═════ Document text ═════
Saturday, October 6, 2007

Autumn in Stockholm

We began the day with our breakfast (included) at the Hotel Alvik. Sarah joined us. It was quite the spread, with a lot of the usual stuff (eggs, toast) and some nice additions like Swedish pancakes. They had the texture of a crepe and you topped them with a jelly or jam.

It was an overcast morning, and about 45 degrees. I've read that's fairly typical weather for this time of year here. Sarah tells us we can also expect sporadic periods of rain, though today has been dry.

We went across the street from the hotel to the Alvick T stop (yes, they call it the “T” here, too). Rachel and I purchased 7-day T passes for Skr 230 ($35), a really great value when you consider each ride is $5 a pop if you pay-by-the-drink.

The subway here didn't disappoint. It was clean and had very comfortable seats. Was it a smooth ride, you ask? Well, I saw a gentleman standing and reading a Swedish Metro, holding the pages open with both hands – not once did he see the need to grab one of the handle bars.
═════
**What to do**
[a] How would you render this sentence from the Stockholm travel post in Spanish: "The subway here didn't disappoint."
[b] What foods does the Stockholm travel post name in its breakfast description? List every one.
[c] Can you carry on the Stockholm travel post from its last sentence?
The records below the Stockholm travel post are separate material.
═════ Extracted data ═════
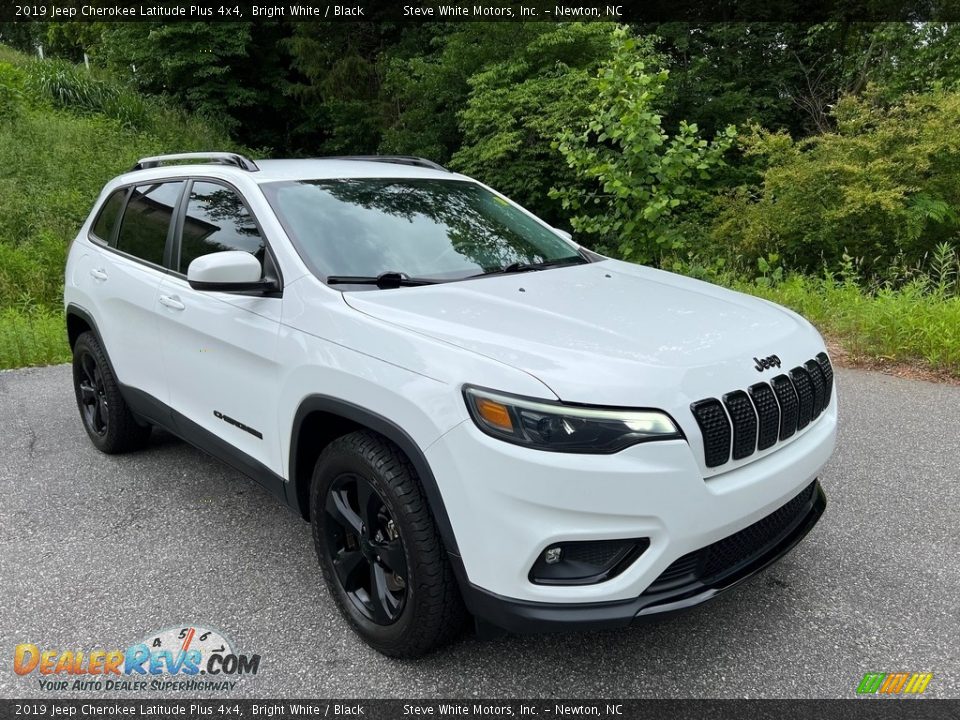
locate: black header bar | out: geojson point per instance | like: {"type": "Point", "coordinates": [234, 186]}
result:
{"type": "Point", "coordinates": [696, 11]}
═════
═════ Extracted data ═════
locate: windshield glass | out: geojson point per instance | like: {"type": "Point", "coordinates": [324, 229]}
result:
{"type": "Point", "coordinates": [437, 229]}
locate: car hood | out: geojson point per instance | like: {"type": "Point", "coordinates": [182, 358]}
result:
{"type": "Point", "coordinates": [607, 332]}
═════
**Answers for the exercise**
[a] El metro de aquí no decepcionó.

[b] Eggs, toast, Swedish pancakes, jelly, jam

[c]
We took the metro to T-Centralen (which runs below Centralstationen and is the main hub for the T lines). We walked upstairs to the lower plaza of Sergel's Torg (translated: Sergel's Square). Sergel's Torg is sort of the epicenter for dissent here, I'm told, in the form of protests. Recently, there was an international one opposing the United States occupation of Iraq.

Today, though, there weren't protests. Instead, there was a skateboarding/snowboarding festival. Sweet Skateboards had its sign over a half-pipe that was set up along the lower plaza beside the entrance to T-Centralen. Over on several flights of stairs leading down to the lower plaza, a dump truck unloaded tons and tons of snow. Boys dressed in baggy skater pants smoothed the snow over the steps, giving it a nice consistency. At the top, they built a ramp and dumped snow over it. I thought it'd be fun to stay and watch a few jumps, but we kept moving.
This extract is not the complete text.